• Texte source:
==============================

Le centenaire d’Erfurt

La rencontre de Tilsit - Adolphe Roehn (Base de données Joconde)La rencontre de Tilsit - Adolphe Roehn (Base de données Joconde)

Dans les livres si copieux, si clairs et si variés de M.  Albert Vandal, les esprits des générations nou­velles trouveraient les leçons qui leur conviennent. Ils y découvriraient, avec les passions des protagonistes qui firent notre plus belle gloire, les sentiments du peuple qui les seconda, les idées échangées entre les groupes et les élites, les foules et la nation.

Le cha­pitre intitulé « Paris dans La République Consu­laire » est une synthèse modèle de ces actions et réactions interpsychologiques. L’âme des foules y parait tumultueuse et composite. En elle,  on découvre les causes qui nécessitèrent la chance individuelle de Bonaparte parmi les chances de  ses  émules, de ses collaborateurs, de ses conseillers, de ses maîtres. Car Fouché, Daru, Cambacérès et Talleyrand formèrent de leurs talents ce génie organisateur. Eux-mêmes furent les disciples de leurs amis, de leurs familles, de leurs professeurs,  de leurs  subordonnés.  Et  ces  diverses vigueurs composèrent la force qui rétablit la France.

==============================

• Données fournies:
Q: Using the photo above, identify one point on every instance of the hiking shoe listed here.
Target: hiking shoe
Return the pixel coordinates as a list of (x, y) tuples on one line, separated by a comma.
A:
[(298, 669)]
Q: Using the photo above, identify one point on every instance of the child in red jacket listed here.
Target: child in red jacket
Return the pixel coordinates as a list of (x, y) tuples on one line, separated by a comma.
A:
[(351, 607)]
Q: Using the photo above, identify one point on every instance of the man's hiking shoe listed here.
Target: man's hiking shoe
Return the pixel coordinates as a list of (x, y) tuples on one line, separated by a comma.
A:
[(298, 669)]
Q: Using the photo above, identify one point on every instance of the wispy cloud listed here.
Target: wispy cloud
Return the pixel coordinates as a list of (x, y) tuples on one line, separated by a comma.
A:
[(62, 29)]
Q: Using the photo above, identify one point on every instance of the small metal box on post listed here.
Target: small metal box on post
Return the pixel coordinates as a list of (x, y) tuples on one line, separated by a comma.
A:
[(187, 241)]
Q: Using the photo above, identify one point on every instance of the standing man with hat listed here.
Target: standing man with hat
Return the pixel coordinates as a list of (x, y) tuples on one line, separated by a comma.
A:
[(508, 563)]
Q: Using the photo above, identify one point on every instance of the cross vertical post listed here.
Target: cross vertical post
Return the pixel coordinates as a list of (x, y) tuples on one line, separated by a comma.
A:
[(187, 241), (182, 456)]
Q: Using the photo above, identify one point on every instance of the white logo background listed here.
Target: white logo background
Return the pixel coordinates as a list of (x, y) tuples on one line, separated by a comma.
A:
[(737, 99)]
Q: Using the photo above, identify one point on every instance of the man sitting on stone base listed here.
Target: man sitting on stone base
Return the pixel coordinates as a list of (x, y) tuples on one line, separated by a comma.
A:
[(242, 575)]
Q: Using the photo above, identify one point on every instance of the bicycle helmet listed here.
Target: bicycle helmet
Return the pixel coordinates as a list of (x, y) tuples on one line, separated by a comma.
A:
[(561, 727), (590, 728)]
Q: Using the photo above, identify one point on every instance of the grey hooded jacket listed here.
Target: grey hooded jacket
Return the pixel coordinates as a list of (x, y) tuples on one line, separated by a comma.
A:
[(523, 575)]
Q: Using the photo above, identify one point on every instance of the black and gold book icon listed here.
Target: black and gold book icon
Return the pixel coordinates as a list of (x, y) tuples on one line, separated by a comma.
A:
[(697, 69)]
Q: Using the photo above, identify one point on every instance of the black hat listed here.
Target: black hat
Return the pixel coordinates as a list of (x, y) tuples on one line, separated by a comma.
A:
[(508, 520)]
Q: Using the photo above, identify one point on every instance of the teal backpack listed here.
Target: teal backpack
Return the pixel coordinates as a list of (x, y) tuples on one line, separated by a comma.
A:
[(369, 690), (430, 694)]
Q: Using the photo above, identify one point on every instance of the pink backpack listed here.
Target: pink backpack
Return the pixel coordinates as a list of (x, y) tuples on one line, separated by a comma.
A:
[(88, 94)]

==============================

• Exercices à faire:
1. Répondez à ces questions d'après le texte source, en une ligne chacune :
(a) Qui est l'auteur des livres évoqués au début ?
(b) Quels quatre hommes formèrent de leurs talents le génie organisateur ?
(c) Qu'a rétabli la force composée de ces diverses vigueurs ?
2. Dans les entrées, modifiez la partie qui s'ouvre sur la ligne contenant « hooded jacket listed here. » et se ferme sur celle contenant « [(697, 69)] ». Remplacez-y « grey hooded jacket » par « dark green hooded jacket » sans rien changer d'autre, et ne rendez que cette partie.
Le texte source et les entrées n'ont aucun rapport entre eux.

• Réponses rédigées:
1.
(a) M. Albert Vandal.
(b) Fouché, Daru, Cambacérès et Talleyrand.
(c) La France.

2.
Q: Using the photo above, identify one point on every instance of the dark green hooded jacket listed here.
Target: dark green hooded jacket
Return the pixel coordinates as a list of (x, y) tuples on one line, separated by a comma.
A:
[(523, 575)]
Q: Using the photo above, identify one point on every instance of the black and gold book icon listed here.
Target: black and gold book icon
Return the pixel coordinates as a list of (x, y) tuples on one line, separated by a comma.
A:
[(697, 69)]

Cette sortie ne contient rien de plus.